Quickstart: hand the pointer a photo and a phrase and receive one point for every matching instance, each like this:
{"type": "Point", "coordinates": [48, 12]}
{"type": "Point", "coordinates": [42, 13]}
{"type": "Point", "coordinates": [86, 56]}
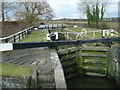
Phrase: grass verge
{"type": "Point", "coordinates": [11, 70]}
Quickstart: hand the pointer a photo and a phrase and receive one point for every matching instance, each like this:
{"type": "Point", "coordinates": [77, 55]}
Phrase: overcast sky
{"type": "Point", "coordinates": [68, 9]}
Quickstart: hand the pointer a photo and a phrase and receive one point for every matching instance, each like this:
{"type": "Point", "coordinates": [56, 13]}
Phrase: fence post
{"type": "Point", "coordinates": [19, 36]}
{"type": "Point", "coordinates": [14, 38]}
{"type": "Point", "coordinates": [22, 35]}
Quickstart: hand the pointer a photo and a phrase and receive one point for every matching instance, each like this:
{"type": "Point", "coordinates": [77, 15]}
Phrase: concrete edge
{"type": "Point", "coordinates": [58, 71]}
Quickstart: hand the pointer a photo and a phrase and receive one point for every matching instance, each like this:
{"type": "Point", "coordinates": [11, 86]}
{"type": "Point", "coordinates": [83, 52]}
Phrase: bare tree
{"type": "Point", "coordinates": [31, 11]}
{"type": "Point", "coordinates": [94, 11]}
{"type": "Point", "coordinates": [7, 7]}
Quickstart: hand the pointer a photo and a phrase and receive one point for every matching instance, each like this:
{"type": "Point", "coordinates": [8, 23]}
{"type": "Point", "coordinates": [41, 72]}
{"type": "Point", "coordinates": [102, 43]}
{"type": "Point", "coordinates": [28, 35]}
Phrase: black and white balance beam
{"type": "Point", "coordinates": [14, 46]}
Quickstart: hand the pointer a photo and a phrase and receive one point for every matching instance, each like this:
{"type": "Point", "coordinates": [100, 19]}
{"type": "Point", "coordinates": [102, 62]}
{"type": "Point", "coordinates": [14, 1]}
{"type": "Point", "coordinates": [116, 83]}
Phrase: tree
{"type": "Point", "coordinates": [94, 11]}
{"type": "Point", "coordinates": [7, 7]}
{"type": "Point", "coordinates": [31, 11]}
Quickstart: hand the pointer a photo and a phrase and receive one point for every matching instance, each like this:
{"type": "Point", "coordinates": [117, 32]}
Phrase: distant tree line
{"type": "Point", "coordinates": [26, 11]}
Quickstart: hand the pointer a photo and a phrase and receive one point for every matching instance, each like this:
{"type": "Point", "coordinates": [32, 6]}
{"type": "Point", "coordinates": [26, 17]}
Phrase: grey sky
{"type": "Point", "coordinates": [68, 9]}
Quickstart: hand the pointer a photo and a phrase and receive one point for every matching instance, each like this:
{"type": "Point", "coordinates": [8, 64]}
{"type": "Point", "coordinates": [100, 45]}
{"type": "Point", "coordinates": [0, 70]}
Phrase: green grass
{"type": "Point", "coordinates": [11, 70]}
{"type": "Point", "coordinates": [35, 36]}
+++++
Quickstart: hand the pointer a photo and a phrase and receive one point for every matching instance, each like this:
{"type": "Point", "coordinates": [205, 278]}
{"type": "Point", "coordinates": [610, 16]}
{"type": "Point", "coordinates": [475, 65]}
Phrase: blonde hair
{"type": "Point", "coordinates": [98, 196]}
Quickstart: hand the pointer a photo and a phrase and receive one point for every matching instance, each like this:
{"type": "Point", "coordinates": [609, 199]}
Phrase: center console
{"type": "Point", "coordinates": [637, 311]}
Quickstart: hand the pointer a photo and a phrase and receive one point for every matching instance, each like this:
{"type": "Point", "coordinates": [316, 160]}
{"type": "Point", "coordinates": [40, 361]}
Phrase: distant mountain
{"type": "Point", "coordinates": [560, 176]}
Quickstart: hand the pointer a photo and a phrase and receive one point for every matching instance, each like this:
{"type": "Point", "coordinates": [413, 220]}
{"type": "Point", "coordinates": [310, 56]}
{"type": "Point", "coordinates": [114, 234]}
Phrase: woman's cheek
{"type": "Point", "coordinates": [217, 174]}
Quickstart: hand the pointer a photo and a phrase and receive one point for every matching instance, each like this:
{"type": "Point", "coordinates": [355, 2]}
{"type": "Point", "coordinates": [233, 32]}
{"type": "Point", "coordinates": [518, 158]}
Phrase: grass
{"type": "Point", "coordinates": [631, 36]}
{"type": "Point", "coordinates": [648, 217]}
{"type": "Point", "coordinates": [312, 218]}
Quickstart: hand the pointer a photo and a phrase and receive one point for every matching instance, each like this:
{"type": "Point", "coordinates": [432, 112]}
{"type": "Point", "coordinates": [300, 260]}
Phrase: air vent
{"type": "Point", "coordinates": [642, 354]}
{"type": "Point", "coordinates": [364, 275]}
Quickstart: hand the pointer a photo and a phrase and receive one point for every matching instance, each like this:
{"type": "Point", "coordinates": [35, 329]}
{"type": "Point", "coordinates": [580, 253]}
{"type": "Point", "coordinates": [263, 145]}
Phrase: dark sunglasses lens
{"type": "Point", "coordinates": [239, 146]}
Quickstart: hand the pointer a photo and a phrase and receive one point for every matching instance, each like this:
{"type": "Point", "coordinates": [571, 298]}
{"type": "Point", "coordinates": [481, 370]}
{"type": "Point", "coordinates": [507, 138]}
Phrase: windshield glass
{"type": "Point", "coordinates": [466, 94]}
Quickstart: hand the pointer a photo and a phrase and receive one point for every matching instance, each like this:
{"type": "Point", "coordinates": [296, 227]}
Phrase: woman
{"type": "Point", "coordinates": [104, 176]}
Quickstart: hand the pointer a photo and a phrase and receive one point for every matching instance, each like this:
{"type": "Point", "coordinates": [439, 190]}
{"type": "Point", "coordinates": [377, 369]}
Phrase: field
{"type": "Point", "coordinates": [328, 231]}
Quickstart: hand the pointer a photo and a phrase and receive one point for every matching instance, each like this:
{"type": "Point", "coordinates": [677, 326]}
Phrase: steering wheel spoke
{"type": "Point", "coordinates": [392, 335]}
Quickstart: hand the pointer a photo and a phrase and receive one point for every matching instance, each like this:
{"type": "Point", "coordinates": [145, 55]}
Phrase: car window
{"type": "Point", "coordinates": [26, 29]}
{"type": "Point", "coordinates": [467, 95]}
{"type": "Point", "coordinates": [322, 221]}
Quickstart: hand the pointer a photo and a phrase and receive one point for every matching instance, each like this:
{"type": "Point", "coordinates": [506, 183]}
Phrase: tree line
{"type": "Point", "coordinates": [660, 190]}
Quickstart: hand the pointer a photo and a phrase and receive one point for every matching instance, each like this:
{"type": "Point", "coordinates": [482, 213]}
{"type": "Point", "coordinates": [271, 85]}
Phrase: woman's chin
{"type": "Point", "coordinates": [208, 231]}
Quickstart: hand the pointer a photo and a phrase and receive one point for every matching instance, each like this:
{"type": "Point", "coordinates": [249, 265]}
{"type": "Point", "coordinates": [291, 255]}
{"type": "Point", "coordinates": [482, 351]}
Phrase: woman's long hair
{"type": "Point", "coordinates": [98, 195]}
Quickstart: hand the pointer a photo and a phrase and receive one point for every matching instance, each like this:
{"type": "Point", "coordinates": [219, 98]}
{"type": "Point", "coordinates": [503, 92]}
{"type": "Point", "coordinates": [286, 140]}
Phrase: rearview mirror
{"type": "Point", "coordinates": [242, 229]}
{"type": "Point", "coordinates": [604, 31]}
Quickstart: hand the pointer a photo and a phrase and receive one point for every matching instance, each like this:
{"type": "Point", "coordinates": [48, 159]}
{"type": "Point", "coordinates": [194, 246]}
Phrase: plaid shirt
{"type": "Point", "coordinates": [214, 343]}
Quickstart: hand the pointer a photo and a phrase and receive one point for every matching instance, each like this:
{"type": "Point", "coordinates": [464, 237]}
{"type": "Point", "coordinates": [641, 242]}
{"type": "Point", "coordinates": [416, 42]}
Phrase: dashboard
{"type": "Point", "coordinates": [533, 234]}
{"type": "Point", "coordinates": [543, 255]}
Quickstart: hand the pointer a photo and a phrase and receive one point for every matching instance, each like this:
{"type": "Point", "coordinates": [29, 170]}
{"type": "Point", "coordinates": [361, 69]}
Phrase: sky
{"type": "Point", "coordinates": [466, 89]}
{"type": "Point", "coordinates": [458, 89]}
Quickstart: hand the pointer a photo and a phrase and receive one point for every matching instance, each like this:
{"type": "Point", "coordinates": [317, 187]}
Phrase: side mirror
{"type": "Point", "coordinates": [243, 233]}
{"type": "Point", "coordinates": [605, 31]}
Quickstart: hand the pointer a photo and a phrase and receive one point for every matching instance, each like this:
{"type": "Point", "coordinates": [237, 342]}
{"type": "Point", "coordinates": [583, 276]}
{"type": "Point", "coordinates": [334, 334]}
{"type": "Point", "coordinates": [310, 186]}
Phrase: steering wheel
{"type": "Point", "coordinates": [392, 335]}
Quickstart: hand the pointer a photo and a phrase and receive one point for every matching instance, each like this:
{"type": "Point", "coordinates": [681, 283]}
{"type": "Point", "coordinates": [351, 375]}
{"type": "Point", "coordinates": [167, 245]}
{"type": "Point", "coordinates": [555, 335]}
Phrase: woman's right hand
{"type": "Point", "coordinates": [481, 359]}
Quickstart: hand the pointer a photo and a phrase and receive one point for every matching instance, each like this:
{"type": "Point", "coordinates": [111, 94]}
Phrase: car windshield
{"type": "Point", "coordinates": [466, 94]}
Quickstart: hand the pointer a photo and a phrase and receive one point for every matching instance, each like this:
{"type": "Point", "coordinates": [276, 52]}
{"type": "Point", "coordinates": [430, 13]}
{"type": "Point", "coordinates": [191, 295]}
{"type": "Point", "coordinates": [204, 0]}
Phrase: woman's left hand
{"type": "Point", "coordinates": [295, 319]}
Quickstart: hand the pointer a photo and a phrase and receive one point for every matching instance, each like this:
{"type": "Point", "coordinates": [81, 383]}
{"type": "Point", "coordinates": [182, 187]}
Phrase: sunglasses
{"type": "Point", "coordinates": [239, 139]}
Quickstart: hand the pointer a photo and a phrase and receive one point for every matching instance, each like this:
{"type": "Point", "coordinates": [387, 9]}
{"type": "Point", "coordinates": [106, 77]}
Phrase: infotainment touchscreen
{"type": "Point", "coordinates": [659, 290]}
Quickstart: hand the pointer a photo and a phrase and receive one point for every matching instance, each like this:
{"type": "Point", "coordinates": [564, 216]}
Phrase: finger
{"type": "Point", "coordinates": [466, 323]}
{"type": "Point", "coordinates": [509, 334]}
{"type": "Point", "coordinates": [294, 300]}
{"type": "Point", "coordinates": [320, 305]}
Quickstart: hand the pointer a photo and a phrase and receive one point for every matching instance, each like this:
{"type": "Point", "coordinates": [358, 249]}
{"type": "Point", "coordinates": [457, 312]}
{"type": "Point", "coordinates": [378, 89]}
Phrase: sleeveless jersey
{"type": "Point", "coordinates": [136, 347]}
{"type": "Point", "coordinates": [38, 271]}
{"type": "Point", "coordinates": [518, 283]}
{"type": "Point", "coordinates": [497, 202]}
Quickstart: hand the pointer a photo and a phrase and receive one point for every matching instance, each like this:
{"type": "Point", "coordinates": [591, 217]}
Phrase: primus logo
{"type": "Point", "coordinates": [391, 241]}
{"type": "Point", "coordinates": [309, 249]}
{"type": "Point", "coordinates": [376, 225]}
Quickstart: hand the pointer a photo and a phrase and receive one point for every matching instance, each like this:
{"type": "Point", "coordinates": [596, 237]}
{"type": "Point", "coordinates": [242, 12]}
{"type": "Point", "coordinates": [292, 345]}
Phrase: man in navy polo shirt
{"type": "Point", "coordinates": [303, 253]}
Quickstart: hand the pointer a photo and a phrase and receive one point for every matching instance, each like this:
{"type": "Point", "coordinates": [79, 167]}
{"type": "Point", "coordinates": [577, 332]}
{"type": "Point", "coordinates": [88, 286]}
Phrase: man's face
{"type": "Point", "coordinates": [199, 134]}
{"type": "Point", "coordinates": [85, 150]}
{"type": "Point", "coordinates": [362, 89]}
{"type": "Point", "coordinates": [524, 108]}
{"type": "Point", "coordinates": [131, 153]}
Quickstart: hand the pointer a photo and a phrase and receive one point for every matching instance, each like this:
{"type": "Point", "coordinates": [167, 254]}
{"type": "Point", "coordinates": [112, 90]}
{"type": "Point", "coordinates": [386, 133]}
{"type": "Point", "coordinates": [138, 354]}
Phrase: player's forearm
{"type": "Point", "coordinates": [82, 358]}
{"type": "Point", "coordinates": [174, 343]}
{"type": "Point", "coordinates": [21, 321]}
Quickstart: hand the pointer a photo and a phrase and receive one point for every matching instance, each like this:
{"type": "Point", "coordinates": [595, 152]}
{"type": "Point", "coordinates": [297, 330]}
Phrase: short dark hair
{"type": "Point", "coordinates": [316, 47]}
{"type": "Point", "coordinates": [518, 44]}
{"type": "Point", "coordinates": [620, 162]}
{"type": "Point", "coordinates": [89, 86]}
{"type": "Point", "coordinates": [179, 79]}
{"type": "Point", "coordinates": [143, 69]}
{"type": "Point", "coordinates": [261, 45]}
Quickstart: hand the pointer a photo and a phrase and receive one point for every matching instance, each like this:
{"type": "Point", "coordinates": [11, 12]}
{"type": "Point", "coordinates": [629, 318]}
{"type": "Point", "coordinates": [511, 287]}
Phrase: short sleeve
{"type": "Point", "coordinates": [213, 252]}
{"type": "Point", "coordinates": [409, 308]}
+++++
→ REQUIRED WORK: Filter the records, keeping every line that contains the string "mirror" with matching case, and copy those lines out.

→ RESULT:
Phrase: rearview mirror
Phrase: side mirror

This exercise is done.